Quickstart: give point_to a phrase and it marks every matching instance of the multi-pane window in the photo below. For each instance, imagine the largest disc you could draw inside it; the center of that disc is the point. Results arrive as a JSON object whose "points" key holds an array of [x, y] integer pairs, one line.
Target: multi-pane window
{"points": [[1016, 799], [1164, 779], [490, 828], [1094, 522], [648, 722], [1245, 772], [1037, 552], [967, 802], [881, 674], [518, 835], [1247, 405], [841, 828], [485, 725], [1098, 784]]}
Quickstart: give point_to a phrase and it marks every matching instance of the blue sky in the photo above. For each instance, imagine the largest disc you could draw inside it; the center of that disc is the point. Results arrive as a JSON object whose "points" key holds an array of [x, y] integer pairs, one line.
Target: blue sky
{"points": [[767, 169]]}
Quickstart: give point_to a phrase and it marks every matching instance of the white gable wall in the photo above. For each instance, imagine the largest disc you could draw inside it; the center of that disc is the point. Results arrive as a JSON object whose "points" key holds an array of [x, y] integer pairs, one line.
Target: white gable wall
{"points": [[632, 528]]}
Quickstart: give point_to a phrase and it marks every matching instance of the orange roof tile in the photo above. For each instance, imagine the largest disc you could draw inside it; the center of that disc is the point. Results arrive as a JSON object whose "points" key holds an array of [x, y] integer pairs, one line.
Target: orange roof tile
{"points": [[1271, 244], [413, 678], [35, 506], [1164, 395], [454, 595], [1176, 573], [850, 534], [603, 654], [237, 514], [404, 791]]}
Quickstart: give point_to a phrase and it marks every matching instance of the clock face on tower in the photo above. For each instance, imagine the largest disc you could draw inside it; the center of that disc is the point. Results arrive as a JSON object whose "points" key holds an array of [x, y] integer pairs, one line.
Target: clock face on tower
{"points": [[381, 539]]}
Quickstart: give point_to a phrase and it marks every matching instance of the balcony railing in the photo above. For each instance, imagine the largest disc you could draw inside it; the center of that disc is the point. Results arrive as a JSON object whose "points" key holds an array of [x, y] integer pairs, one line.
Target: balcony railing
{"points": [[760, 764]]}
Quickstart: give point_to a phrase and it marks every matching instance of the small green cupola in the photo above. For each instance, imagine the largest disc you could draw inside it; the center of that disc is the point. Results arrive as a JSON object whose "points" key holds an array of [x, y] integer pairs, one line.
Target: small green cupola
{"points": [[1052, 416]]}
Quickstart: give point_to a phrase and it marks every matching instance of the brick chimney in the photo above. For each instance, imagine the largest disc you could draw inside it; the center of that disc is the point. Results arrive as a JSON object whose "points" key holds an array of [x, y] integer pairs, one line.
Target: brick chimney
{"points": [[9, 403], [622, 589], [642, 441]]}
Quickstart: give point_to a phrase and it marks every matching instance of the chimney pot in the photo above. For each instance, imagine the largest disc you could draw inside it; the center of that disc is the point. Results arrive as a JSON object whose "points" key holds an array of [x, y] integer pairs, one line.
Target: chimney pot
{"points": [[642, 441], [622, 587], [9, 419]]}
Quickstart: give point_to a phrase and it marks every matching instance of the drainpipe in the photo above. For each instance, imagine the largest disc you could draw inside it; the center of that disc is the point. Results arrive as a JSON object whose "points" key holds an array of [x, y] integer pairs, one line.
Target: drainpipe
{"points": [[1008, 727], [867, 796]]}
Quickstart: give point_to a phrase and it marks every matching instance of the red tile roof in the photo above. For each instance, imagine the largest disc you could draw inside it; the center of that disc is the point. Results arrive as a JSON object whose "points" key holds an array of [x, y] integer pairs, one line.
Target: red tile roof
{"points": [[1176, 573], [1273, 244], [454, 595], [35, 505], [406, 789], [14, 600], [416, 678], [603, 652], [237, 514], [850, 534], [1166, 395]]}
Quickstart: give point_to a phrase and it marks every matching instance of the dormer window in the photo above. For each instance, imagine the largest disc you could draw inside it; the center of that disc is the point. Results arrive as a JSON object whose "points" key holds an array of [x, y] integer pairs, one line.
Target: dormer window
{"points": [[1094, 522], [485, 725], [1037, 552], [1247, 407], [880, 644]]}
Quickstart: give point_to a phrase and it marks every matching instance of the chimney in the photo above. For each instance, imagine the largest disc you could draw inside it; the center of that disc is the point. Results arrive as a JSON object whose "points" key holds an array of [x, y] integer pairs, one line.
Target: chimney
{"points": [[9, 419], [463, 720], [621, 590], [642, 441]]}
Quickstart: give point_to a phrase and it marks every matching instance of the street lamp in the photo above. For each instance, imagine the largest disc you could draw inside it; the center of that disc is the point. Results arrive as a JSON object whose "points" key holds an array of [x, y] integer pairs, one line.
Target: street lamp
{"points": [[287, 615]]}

TRY IT –
Take the line holding "the red tile" and all lines after it through the end of the data, and set them down exactly.

RESPONSE –
Quickstart: give point_to a phrase and it marks every matching instance of the red tile roof in the photo above. For each instance, imagine the largest disc you could draw inside it; the center of that disc is the point. Results arrive as a JSON object whose "points" key holds an array of [x, y] integer pairs, one line.
Target: red tile roof
{"points": [[1176, 573], [1273, 244], [454, 595], [35, 505], [406, 789], [14, 600], [416, 678], [603, 652], [237, 514], [850, 534], [1166, 395]]}
Quickstart: give point_to a phrase and it marks every matching instance of the dormer window in the photo above. For each instance, imagine the largest disc you could draw inside it; the center of that disc is the point. Results arrive as a JSON object whose "points" key holds an array of [x, y] integer pairs, one line.
Target: dormer window
{"points": [[1094, 522], [485, 725], [1037, 552], [1247, 407], [880, 644]]}
Quickstart: give point_to a phrase and it marks every matching instance of the chimney in the photo above. For each instance, imagine the largest disc you could draw inside it; the center of that disc is the point. Results arrive as a JSON object whose "points" key holds an array of [x, y] integer pairs, one line.
Target: chimney
{"points": [[9, 419], [463, 720], [621, 590], [642, 441]]}
Quickstart: give point_to a phrase and it marks every matching instance of the street lamp in the photo above. For each instance, imagine the largest disc you could draw inside it; the center of that disc is the point. Results arrive as a JSON object whose "points" key holds an array of [x, y] integer pairs, one line.
Target: street lamp
{"points": [[287, 615]]}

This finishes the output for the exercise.